### ФРАГМЕНТ ДОКУМЕНТА
= = = = = = =
Виктор Шкловский - Гамбургский счет: Статьи – воспоминания – эссе (1914–1933)
Развертывание сюжетной схемы материалом, органически с ней не связанным, в искусстве почти правило. Напомню, например, развертывание в «Дон Кихоте», где для заполнения привлечен чуть ли не весь философско-дидактический, фольклорно-литературный и даже филологический материал того времени.
Иногда такое развертывание дано с мотивировкой, обычно нанизываясь на речи или чтения действующих лиц, как у Сервантеса, Стерна, Гёте («Вертер»), Анатоля Франса и у сотен других.
Иногда же они даны по принципу интермедии, то есть внесены своеобразными включениями и сосредоточены в ролях шутов или остряков, не принимающих участия в основном (если такое есть) действии произведения.
У Шекспира мы встречаем и тот, и другой способ развертывания. Шутки, обычно данные в диалоге, или произносятся шутами-специалистами, или же введены в роли действующих лиц («Много шуму из ничего»). То же можно найти у Мольера. Условность мотивировки ввода пения в водевилях представляет из себя ту же тенденцию. Такова же роль «философских» вставок в психологическом романе.
Таким образом, неожиданность анненковских вставок чисто внешняя. Она состоит в том, что разрушен, казалось бы, неприкосновенный толстовский текст, хотя ведь вообще схема, подлежащая развертыванию, для каждого переделывателя данного произведения всегда чужая, а следовательно, казалось бы, неприкосновенная. Но, конечно, это не так. Средние века развернули мистерию, тесно примыкающую к богослужению, фарсовым материалом. Таким образом, Анненков, может быть и не очень сознательно, оказался восстановителем традиций.
= = = = = = =
### ЗАДАНИЕ 1
Соберите все строки записей, содержащие строку «antenna», с учетом регистра.
Фрагмент и записи происходят из разных источников.

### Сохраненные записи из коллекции
= = = = = = =
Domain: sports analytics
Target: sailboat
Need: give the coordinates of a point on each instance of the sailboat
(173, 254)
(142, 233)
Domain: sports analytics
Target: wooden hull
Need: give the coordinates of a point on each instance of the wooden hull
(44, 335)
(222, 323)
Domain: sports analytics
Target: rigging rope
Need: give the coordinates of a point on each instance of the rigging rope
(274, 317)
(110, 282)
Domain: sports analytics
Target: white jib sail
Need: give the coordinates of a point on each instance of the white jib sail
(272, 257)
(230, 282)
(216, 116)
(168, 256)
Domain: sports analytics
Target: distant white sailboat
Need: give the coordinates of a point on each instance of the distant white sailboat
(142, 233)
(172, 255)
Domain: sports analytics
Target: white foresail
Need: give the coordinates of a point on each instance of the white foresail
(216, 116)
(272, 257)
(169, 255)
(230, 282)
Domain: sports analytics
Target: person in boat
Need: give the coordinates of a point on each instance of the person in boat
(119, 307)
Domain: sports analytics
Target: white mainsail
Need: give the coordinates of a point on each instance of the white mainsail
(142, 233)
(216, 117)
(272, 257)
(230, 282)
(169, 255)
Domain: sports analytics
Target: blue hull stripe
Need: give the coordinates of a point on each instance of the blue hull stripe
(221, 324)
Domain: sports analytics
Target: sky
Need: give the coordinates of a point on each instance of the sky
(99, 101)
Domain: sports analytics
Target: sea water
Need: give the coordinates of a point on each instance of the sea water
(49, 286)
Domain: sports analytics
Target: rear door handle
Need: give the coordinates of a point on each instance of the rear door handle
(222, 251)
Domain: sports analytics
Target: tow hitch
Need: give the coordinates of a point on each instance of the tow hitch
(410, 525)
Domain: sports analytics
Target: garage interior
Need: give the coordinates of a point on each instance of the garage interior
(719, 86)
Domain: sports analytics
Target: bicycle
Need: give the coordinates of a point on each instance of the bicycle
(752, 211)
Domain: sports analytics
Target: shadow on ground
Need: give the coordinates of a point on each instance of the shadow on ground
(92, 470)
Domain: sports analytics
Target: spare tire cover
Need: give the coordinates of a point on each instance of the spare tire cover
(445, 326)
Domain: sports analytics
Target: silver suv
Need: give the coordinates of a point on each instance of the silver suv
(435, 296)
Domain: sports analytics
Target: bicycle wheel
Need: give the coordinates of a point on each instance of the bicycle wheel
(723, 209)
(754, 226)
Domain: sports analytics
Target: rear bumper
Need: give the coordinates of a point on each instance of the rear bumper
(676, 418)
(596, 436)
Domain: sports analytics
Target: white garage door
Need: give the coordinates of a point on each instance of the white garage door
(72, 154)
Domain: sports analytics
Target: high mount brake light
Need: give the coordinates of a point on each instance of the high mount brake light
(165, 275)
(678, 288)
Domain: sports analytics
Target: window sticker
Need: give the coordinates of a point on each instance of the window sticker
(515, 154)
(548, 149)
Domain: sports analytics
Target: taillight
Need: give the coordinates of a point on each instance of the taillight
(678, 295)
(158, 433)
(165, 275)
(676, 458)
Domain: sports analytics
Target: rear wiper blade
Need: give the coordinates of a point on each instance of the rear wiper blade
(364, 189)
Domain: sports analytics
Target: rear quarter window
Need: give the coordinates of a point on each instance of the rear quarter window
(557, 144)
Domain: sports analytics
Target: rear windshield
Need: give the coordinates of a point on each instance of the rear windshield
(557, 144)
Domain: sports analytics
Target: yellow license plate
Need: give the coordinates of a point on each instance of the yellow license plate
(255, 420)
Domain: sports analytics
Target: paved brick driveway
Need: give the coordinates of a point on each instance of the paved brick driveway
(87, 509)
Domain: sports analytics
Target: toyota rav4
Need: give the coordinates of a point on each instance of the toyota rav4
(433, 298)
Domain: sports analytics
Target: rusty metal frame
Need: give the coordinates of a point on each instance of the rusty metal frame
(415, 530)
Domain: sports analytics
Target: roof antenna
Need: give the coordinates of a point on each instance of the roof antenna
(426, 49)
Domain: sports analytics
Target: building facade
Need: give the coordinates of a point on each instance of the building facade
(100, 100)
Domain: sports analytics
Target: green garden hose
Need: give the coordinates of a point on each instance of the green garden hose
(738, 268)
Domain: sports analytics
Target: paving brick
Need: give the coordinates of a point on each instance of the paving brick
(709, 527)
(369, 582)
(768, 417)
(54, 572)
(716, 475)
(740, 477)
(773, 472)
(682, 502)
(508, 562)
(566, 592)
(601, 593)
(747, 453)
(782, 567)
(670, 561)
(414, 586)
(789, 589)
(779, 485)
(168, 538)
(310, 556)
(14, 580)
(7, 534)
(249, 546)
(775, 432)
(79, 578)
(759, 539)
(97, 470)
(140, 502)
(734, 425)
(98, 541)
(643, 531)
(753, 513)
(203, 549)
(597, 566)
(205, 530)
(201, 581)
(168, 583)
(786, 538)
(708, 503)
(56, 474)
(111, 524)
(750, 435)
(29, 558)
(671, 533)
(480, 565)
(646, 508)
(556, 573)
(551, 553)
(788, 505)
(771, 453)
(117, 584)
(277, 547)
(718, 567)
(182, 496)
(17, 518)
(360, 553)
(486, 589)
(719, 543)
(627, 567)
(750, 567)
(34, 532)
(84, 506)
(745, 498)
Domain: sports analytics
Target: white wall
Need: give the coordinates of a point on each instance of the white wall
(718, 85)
= = = = = = =
### ЗАДАНИЕ 2
Каким материалом, согласно фрагменту, Средние века развернули мистерию?

### РЕЗУЛЬТАТ 1
Target: roof antenna
Need: give the coordinates of a point on each instance of the roof antenna

### РЕЗУЛЬТАТ 2
Фарсовым материалом.